■ **What you need to do**: Scan the data below for the string "coordinates". Show every line where it turns up.

Saved entries:
══════════════════════════════

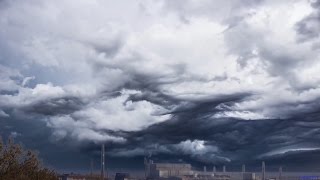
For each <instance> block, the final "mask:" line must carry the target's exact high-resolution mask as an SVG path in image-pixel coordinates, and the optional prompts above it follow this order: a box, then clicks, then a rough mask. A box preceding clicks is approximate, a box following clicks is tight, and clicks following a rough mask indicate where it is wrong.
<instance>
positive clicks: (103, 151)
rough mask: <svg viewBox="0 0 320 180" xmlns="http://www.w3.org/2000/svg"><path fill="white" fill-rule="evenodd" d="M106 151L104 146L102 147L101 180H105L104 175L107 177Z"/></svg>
mask: <svg viewBox="0 0 320 180" xmlns="http://www.w3.org/2000/svg"><path fill="white" fill-rule="evenodd" d="M104 155H105V149H104V144H102V145H101V179H102V180H104V175H105V167H104V162H105V157H104Z"/></svg>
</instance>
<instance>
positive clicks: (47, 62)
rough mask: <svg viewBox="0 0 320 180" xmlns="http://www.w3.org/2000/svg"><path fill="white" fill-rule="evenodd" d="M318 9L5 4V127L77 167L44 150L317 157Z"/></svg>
mask: <svg viewBox="0 0 320 180" xmlns="http://www.w3.org/2000/svg"><path fill="white" fill-rule="evenodd" d="M318 7H319V1H312V2H311V3H308V2H305V1H291V0H290V1H275V0H274V1H251V0H248V1H238V0H232V1H227V2H213V1H212V2H211V1H210V2H209V1H199V2H197V3H195V2H193V1H184V2H182V1H165V0H164V1H157V2H155V1H145V2H136V1H130V2H127V1H118V2H116V3H114V2H111V1H94V2H91V1H90V2H87V1H70V2H64V1H49V0H46V1H41V2H40V1H38V0H33V1H32V2H31V3H29V2H28V3H26V2H22V1H1V2H0V8H1V11H0V26H1V27H2V28H1V30H0V47H1V48H0V54H1V55H0V123H1V132H3V133H2V134H1V135H3V136H8V135H10V134H11V135H14V134H15V136H16V137H15V138H16V139H19V140H21V141H22V142H23V143H25V144H28V143H31V145H30V147H34V148H36V149H39V151H41V152H40V154H41V153H43V154H44V155H43V157H45V158H47V160H48V162H49V163H52V164H54V165H55V166H57V167H59V166H60V167H64V168H65V167H66V166H67V164H68V162H66V161H64V160H61V161H60V162H58V161H57V162H56V161H54V159H53V158H50V155H52V154H53V150H48V149H46V148H44V146H50V147H52V148H53V149H56V150H57V149H59V148H61V146H60V145H61V144H63V146H65V148H63V150H61V151H59V153H61V154H64V153H65V155H66V154H68V155H69V154H72V153H75V154H78V155H79V157H82V159H81V158H80V159H79V164H81V163H82V164H84V162H85V161H87V160H88V159H89V156H92V157H93V158H96V159H97V157H98V156H99V153H98V151H99V145H100V144H101V143H106V144H107V146H108V153H109V155H110V158H115V159H121V158H127V159H130V158H131V160H132V158H135V157H138V158H140V157H141V156H143V155H144V154H145V153H146V152H149V151H151V152H153V153H154V158H155V159H157V160H161V159H162V160H165V161H170V159H174V160H182V161H190V162H193V163H205V164H231V163H235V164H237V163H243V162H246V163H253V164H254V163H255V162H256V161H260V160H261V159H265V160H268V161H269V160H270V161H272V162H274V163H275V164H277V163H279V161H281V160H283V159H286V158H288V159H289V161H290V162H291V163H292V164H293V165H292V166H296V164H294V162H292V161H291V160H290V158H292V157H298V158H301V159H303V157H302V155H305V154H307V153H308V152H310V155H308V158H310V157H315V158H314V160H315V161H316V160H318V159H319V158H318V155H315V154H317V152H318V150H317V148H319V143H318V142H317V138H318V137H319V127H318V126H319V125H318V123H317V119H318V117H319V113H318V111H319V107H320V106H319V98H320V89H319V88H320V87H319V85H318V84H319V82H320V79H319V76H318V72H319V68H320V64H319V62H318V61H317V59H319V51H318V49H317V46H318V44H319V33H318V32H319V30H318V27H319V24H318V22H319V11H318V9H319V8H318ZM123 12H125V13H123ZM31 139H37V140H36V141H34V142H31ZM66 156H67V155H66ZM309 156H310V157H309ZM114 162H116V160H115V161H114ZM311 164H312V163H311Z"/></svg>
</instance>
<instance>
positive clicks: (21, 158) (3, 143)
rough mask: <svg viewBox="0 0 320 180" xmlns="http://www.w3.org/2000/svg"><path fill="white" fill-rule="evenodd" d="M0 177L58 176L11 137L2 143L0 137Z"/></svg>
mask: <svg viewBox="0 0 320 180" xmlns="http://www.w3.org/2000/svg"><path fill="white" fill-rule="evenodd" d="M0 179H1V180H57V179H58V177H57V175H56V173H55V172H54V171H52V170H49V169H46V168H43V167H42V165H41V163H40V161H39V159H38V157H37V155H36V154H35V153H34V152H32V151H30V150H24V149H23V148H22V147H21V145H19V144H15V143H14V141H13V139H9V140H8V142H7V144H4V143H3V141H2V139H1V137H0Z"/></svg>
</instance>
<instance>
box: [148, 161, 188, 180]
mask: <svg viewBox="0 0 320 180" xmlns="http://www.w3.org/2000/svg"><path fill="white" fill-rule="evenodd" d="M149 171H150V172H149V177H150V178H153V179H157V178H160V177H161V178H168V177H179V176H184V175H192V174H193V172H192V170H191V165H190V164H172V163H152V164H149Z"/></svg>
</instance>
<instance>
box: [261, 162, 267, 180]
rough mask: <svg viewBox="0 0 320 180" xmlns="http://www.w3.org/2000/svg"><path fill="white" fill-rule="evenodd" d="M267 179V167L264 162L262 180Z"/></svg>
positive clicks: (262, 172)
mask: <svg viewBox="0 0 320 180" xmlns="http://www.w3.org/2000/svg"><path fill="white" fill-rule="evenodd" d="M265 179H266V165H265V163H264V161H262V175H261V180H265Z"/></svg>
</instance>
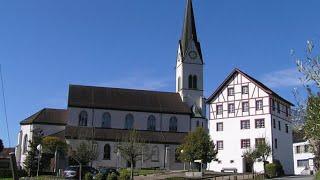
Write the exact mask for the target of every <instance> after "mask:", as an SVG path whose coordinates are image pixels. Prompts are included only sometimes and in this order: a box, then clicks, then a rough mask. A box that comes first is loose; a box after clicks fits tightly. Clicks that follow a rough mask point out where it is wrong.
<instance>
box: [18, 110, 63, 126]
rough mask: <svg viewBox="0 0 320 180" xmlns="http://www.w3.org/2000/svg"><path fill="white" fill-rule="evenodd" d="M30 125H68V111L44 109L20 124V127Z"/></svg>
mask: <svg viewBox="0 0 320 180" xmlns="http://www.w3.org/2000/svg"><path fill="white" fill-rule="evenodd" d="M29 124H48V125H66V124H67V110H65V109H51V108H44V109H42V110H40V111H39V112H37V113H35V114H33V115H31V116H30V117H28V118H27V119H25V120H23V121H21V122H20V125H29Z"/></svg>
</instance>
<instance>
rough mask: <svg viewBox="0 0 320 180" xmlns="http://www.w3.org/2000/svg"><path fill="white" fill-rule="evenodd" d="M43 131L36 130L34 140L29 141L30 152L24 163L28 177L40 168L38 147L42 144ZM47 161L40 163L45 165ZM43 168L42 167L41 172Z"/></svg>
mask: <svg viewBox="0 0 320 180" xmlns="http://www.w3.org/2000/svg"><path fill="white" fill-rule="evenodd" d="M42 136H43V134H42V131H41V130H40V129H36V130H34V131H33V136H32V140H29V141H28V144H29V146H28V150H27V156H26V160H25V161H24V162H23V165H24V168H25V170H26V171H27V173H28V176H31V175H33V174H34V173H35V172H36V171H37V168H38V157H39V151H38V150H37V146H38V145H39V144H40V143H41V139H42ZM44 162H45V161H42V162H40V164H43V163H44ZM42 167H43V166H40V170H41V169H42Z"/></svg>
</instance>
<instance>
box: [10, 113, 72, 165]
mask: <svg viewBox="0 0 320 180" xmlns="http://www.w3.org/2000/svg"><path fill="white" fill-rule="evenodd" d="M66 121H67V111H66V110H64V109H49V108H45V109H42V110H40V111H39V112H37V113H35V114H33V115H31V116H30V117H28V118H26V119H25V120H23V121H21V122H20V132H19V134H18V144H17V146H16V150H15V154H16V159H17V165H18V166H19V167H24V165H23V162H24V161H25V158H26V155H27V150H28V149H29V141H32V139H33V136H34V132H37V133H41V134H42V135H43V136H60V137H63V136H64V134H63V133H64V129H65V126H66ZM59 134H60V135H59Z"/></svg>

══════════════════════════════

■ **Answer section**:
For each <instance> block, the final "mask:" line must carry the target's exact high-resolution mask as an SVG path in image-pixel coordinates, and the optional prompts above it follow this order: a box, then clicks, then a rough mask. A box preceding clicks is approximate, a box following clicks is tight, and clicks following a rough mask indicate where it is wrong.
Write the exact mask for the target of every <instance> after "mask:", as an SVG path whose coordinates are image pixels. Prompts are included only sometimes and in this order: a box, then clicks, then a rough mask. A box that comes first is loose; a box after clicks fits tightly. Clicks that follow a rough mask point out where it is wrong.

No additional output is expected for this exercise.